Saved data entries

%%

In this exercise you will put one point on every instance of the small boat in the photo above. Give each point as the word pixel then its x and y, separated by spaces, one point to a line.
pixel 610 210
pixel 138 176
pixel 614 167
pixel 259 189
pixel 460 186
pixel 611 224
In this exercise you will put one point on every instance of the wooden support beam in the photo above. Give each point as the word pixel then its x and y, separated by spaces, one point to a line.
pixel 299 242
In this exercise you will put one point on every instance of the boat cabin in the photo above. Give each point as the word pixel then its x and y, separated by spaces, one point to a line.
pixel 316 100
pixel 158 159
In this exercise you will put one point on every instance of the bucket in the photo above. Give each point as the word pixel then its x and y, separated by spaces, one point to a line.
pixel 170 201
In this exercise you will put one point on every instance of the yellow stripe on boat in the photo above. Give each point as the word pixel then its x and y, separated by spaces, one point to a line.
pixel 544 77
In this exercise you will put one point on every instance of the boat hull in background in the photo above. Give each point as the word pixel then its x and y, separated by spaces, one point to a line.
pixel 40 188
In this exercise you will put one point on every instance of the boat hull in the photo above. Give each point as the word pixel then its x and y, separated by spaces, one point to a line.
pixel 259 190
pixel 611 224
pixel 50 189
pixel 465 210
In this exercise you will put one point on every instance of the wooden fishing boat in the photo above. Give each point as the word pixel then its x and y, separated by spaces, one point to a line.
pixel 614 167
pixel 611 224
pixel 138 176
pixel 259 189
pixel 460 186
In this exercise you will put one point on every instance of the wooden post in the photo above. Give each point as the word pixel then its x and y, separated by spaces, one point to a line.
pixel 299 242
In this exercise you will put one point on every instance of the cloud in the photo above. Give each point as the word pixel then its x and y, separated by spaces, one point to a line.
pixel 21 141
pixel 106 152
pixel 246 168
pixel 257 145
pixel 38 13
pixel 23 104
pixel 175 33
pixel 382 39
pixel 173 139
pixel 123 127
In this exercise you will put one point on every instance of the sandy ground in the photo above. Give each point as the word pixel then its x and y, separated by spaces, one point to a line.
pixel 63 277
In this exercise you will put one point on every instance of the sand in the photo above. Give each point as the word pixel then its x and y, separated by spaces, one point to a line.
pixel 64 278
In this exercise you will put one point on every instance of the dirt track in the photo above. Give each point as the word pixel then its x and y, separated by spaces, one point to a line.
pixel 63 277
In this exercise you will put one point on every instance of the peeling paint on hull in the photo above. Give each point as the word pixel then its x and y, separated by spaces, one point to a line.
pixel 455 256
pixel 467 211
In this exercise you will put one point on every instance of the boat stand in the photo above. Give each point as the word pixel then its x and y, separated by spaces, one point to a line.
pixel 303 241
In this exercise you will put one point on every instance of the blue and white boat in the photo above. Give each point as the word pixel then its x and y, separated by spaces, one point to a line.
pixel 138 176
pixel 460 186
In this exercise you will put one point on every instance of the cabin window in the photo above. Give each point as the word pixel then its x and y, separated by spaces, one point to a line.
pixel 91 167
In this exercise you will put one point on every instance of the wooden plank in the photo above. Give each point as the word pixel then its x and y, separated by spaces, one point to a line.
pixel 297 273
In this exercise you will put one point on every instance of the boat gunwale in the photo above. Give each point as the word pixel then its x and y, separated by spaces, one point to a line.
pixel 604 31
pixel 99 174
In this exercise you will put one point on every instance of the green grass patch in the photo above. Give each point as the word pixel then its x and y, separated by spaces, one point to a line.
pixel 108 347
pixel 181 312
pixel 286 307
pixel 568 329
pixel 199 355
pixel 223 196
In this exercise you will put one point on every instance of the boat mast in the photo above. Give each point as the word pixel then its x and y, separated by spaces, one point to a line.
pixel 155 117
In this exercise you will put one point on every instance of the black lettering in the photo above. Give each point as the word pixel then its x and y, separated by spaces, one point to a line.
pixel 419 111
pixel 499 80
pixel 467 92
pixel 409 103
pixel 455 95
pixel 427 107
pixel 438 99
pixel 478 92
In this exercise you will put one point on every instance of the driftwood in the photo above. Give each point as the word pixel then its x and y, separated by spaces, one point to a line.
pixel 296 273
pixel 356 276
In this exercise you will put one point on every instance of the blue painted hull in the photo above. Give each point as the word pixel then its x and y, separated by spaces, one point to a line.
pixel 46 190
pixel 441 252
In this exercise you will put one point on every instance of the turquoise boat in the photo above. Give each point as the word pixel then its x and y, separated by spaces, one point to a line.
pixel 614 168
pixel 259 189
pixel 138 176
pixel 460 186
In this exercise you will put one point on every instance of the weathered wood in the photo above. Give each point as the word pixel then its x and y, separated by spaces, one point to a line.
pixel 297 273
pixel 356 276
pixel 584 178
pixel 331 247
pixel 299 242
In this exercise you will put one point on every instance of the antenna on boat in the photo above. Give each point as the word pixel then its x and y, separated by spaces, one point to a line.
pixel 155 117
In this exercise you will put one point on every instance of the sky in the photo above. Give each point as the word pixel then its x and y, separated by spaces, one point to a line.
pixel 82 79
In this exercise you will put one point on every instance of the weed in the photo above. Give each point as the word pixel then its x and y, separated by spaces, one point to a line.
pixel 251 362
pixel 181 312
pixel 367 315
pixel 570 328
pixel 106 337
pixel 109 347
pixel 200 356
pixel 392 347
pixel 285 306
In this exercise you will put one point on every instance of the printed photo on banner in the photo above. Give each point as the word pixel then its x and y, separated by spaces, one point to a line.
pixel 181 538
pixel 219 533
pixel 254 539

%%

▶ **What to work on**
Beginning with the line that contains "of the weathered", write out every line through the end of the entries above, exactly.

▶ **Answer box**
In this exercise you will put one point on every instance of the weathered wood in the photo above. Give each point as the word pixel then its x and y, separated by spaces, one point to a line.
pixel 297 273
pixel 356 276
pixel 584 178
pixel 331 247
pixel 299 242
In this exercise you will put one point on every instance of the antenna on boat in the photo above. Give each point as the word pixel then its x and y, separated by spaces, one point to a line.
pixel 155 117
In this exercise you will put one point on every instance of the sky in the photo above. Give each point as the word pixel then its x and y, separated by spaces, one point to a line.
pixel 82 79
In this exercise you will put one point on every instance of the weed in the photo above. Give each point as the word pixel then its x and y, separated by spaces, one point to a line.
pixel 251 362
pixel 181 312
pixel 367 315
pixel 570 328
pixel 106 337
pixel 109 347
pixel 200 356
pixel 392 347
pixel 285 306
In this exercise you will put one point on every instance of the printed photo on banner in the photo above. Give each point as the word pixel then its x and y, separated by spaces, one point to a line.
pixel 181 538
pixel 219 533
pixel 254 539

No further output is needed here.